Série d'exercices →
A – Reproduisez tel quel le passage du portrait d'Annie Guglia qui commence par les mots contenant « Le skateboard est » et se termine par « de vie aussi. ».
B – Dans le portrait d'Annie Guglia, relevez tous les adverbes qu'elle emploie pour décrire en quoi le skate est un sport difficile.
C – Poursuivez le portrait d'Annie Guglia à la suite de sa dernière phrase.

Texte →
══════════════════════════════

Annie Guglia

Une fille et sa planche

À l’occasion de la Semaine nationale des entraîneurs, nous publions une série de portraits d’entraîneurs de tous horizons qui, en raison de leur parcours hors de 

l’ordinaire, sont source d’inspiration.

Le skateboard est un sport qui ne s’enseigne pas, prétendent plusieurs de ses adeptes. La skateuse Annie Guglia, qui a elle-même appris par essais et erreurs en regardant les autres rouler, est d’avis contraire. Depuis quatre ans, elle offre des leçons de skate. Et des leçons de vie aussi.

« Le skate est un sport difficile physiquement, psychologiquement et émotionnellement, dit-elle. Tu peux essayer un truc pendant cinq mois avant de le réussir. Ça prend de la persévérance. Pour 100 échecs, 1 succès. Quand un jeune progresse, qu’il réussit, c’est très gratifiant. Je le vois comme un bel outil de développement. »

Gagnante de la compétition Jackalope en août, Annie Guglia, 28 ans, est une athlète de renommée mondiale. Elle sera d’ailleurs de la compétition internationale Empire Am Getting Paid, ce week-end au Taz de Montréal. L’an dernier, elle était la seule femme inscrite parmi les hommes.

══════════════════════════════

Données fournies →
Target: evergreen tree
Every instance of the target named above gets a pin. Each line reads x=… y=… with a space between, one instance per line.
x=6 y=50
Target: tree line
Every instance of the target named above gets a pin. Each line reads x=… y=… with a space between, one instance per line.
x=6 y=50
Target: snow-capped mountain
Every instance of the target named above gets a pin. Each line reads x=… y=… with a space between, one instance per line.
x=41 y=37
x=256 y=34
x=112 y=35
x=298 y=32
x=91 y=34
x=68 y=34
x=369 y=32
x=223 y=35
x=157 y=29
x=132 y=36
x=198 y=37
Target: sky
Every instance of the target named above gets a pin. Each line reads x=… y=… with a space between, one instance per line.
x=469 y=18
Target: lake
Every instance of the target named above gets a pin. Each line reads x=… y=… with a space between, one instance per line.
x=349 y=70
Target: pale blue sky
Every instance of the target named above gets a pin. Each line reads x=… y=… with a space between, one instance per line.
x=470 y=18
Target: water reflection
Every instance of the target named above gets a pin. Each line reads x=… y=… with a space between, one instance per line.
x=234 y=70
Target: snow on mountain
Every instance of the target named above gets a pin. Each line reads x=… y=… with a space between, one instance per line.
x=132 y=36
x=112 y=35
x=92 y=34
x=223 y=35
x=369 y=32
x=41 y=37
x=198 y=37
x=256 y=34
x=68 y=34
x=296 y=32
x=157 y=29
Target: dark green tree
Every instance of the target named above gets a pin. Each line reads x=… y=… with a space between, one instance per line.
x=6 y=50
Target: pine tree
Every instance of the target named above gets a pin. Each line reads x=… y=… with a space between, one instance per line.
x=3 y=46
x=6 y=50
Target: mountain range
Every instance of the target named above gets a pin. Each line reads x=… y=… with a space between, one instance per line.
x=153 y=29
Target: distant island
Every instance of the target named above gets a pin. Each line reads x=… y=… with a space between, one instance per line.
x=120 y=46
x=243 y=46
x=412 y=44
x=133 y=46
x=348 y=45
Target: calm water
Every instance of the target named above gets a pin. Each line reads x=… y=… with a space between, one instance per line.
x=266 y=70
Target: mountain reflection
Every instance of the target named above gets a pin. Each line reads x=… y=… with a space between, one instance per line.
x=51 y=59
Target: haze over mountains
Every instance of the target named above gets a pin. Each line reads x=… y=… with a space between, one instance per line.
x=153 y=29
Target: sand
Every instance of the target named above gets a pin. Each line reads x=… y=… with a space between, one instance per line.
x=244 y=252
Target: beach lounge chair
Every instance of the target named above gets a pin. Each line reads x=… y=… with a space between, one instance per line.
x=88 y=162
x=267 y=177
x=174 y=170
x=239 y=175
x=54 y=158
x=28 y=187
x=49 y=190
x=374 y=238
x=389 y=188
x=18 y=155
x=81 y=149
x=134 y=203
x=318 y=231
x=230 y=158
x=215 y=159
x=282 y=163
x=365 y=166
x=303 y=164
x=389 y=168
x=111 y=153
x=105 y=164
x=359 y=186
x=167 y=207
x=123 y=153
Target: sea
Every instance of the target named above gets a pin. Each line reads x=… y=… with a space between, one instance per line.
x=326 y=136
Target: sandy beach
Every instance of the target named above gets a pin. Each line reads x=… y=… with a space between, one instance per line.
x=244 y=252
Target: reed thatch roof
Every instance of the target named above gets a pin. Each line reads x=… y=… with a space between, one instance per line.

══════════════════════════════

Réponses proposées →
A –
Le skateboard est un sport qui ne s’enseigne pas, prétendent plusieurs de ses adeptes. La skateuse Annie Guglia, qui a elle-même appris par essais et erreurs en regardant les autres rouler, est d’avis contraire. Depuis quatre ans, elle offre des leçons de skate. Et des leçons de vie aussi.

B – physiquement, psychologiquement, émotionnellement

C –
« Cette année, ils ont ajouté un volet féminin et les bourses offertes seront les mêmes. » Elle se réjouit de cette ouverture, de cette place que prennent peu à peu les femmes dans le sport. C’est son dada.

Les filles d’abord

Cette année, elle a initié autour de 500 filles au skateboard lors de journées d’initiation qu’elle a animées. « Le skateboard est un milieu masculin, pas parce que c’est une chasse gardée, mais parce que les filles n’osent pas, croit-elle. Elles sont trop gênées, elles ont peur parce qu’elles sont déjà tombées. Est-ce qu’on arrête le ski alpin après une chute ? Je leur montre à y aller à leur rythme. Le but n’est pas de faire une secte de skateuses. Après avoir brisé la glace avec moi, j’espère qu’elles oseront fréquenter les skateparks. »

Plus il y aura de skateuses actives, plus ça créera un effet d’entraînement bénéfique à l’essor du sport au féminin, pense-t-elle. Quand elle était adolescente, elle était une des seules filles à faire du skateboard à Montréal. « Quand je croisais une fille sur une planche, j’allais la voir et je lui demandais : “T’es qui ?” On était à peu près une vingtaine de skateuses. Aujourd’hui, il y en a beaucoup plus, je ne les connais pas toutes et c’est tant mieux. »

Annie Guglia, elle, demeure une figure bien connue du milieu. Si vous la croisez dans un skatepark de Montréal, vous risquez de voir une bande d’enfants à ses trousses. « Je ne peux pas m’entraîner sérieusement, il y a toujours au moins 10 jeunes qui me courent après. Il faut que j’y aille en cachette », lance-t-elle. Elle dit néanmoins aimer ce contact, ce rôle de mentor.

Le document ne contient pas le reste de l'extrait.